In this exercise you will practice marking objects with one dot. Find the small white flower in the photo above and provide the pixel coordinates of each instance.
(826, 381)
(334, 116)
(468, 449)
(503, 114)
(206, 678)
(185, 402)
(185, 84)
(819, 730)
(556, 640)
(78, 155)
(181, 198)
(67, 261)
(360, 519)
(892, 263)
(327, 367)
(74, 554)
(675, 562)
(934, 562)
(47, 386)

▶ YOUR GOAL:
Extract each record, keeping it identical to the original.

▶ TASK RESULT:
In this exercise you will practice marking objects with one dot. Find the small white flower in the photo above and provide the pixel coordinates of each instance.
(826, 381)
(334, 116)
(468, 449)
(503, 114)
(206, 678)
(185, 402)
(185, 84)
(819, 730)
(556, 640)
(78, 155)
(181, 198)
(67, 261)
(360, 519)
(892, 263)
(327, 367)
(74, 554)
(675, 562)
(934, 562)
(47, 386)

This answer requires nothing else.